→ What is required
Reproduce every line of the following material verbatim, without altering a single character.

** start Input **

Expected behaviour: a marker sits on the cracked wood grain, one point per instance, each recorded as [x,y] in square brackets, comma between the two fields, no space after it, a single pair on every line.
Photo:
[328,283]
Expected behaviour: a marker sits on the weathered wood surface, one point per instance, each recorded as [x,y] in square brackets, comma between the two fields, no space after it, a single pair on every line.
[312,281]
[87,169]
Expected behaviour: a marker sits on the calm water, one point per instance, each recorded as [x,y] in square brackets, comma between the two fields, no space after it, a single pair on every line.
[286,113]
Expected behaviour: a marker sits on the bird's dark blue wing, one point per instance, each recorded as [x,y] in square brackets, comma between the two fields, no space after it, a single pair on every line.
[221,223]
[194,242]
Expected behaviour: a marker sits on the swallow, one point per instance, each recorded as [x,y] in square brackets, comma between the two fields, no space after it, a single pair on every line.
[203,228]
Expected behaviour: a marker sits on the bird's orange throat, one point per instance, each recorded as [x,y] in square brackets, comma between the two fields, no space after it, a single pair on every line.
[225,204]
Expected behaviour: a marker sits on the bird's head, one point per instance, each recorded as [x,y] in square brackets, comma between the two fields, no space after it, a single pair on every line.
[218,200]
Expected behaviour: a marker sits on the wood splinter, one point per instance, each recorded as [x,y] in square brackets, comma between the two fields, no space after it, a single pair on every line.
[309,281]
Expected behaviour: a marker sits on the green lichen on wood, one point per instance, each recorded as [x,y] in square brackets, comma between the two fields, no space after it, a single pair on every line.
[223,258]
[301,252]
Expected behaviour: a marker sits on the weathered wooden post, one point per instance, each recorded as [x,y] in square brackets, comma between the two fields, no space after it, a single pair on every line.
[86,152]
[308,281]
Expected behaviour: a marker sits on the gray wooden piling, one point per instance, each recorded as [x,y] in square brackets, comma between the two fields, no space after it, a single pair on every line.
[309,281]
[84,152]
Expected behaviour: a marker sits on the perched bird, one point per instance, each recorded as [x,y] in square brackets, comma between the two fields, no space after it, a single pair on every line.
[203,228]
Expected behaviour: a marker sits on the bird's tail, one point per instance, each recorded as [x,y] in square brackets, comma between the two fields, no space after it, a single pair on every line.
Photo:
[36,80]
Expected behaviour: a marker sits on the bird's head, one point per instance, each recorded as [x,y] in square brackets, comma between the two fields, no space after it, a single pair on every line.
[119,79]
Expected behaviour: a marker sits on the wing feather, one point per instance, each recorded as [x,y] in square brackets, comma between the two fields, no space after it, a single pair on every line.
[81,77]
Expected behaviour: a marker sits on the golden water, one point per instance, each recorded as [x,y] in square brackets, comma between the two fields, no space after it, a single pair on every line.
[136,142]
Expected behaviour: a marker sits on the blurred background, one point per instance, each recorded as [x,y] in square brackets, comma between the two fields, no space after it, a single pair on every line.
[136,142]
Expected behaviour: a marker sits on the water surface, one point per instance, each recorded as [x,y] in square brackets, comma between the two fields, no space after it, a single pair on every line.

** end Input **

→ Worked answer
Expected behaviour: a marker sits on the cracked wood grain, one point per instance, each recorded as [x,y] in square brackets, comma between the two fields, no space after it, a single pair on every line.
Photo:
[328,283]
Expected behaviour: a marker sits on the weathered wood surface, one point per instance, each recorded as [x,y] in square brackets, comma between the two fields, no space after it, a single pair on every line.
[312,281]
[87,169]
Expected behaviour: a marker sits on the calm water, one point per instance, each recorded as [x,y] in square brackets, comma between the two fields, no space after it, a single pair on every line.
[286,113]
Expected behaviour: a marker sits on the bird's dark blue wing, one point per instance, each recorded as [x,y] in square brackets, comma between the two fields, no space after it, a single pair on every line.
[221,223]
[194,242]
Expected behaviour: a marker sits on the swallow, one point per instance, each recorded as [x,y] in square brackets, comma between the two fields, no space after it, a single pair on every line.
[203,228]
Expected behaviour: a marker sits on the bird's orange throat, one point per instance, each recorded as [x,y] in square brackets, comma between the two fields, no space after it, a single pair on every line.
[225,204]
Expected behaviour: a marker sits on the bird's head, one point per instance, each recorded as [x,y] in square brackets, comma between the two fields, no space after it, a single pair on every line.
[218,200]
Expected behaviour: a marker sits on the wood splinter, one point per instance, each recorded as [x,y] in square brackets, comma between the two fields, no space after it, a single pair on every line.
[309,281]
Expected behaviour: a marker sits on the green lichen on wood, one point per instance, each recorded as [x,y] in square brackets, comma between the two fields, no space after it, a single pair on every line.
[223,258]
[301,252]
Expected behaviour: a marker sits on the weathered wooden post, one point per instance, each recorded as [x,y] in square brackets, comma between the two fields, no space after it, a single pair on every line.
[86,152]
[308,281]
Expected behaviour: a marker sits on the gray wooden piling, one point per instance, each recorded as [x,y] in square brackets, comma between the two fields, no space after it, a single pair on every line.
[309,281]
[84,152]
Expected behaviour: a marker sits on the perched bird, one point per instance, each recorded as [x,y] in square brackets, comma between the two fields, no space after it, a single pair on every line.
[203,228]
Expected behaviour: a marker sits on the bird's tail, one point per instance, each recorded as [x,y] in square brackets, comma between the two fields, no space after it, a single pair on every line.
Photo:
[36,80]
Expected behaviour: a marker sits on the bird's head, one point per instance, each recorded as [x,y] in square brackets, comma between the two fields, no space after it, a single pair on every line.
[119,79]
Expected behaviour: a marker sits on the wing feather, one point per instance, each recorded as [x,y] in square brackets, comma between the two fields, no space after it, a single pair on every line.
[81,77]
Expected behaviour: a marker sits on the golden water, one point per instance, each recorded as [x,y] in square brackets, comma between the two fields, no space after it, a single pair on every line.
[136,142]
Expected behaviour: a marker sits on the blurred background, one point per instance, each recorded as [x,y] in square brackets, comma between the two fields, no space after it, a single pair on every line.
[136,142]
Expected behaviour: a marker sits on the water surface, one point per instance, each recorded as [x,y] in square brackets, comma between the two fields, no space after it, a single pair on every line.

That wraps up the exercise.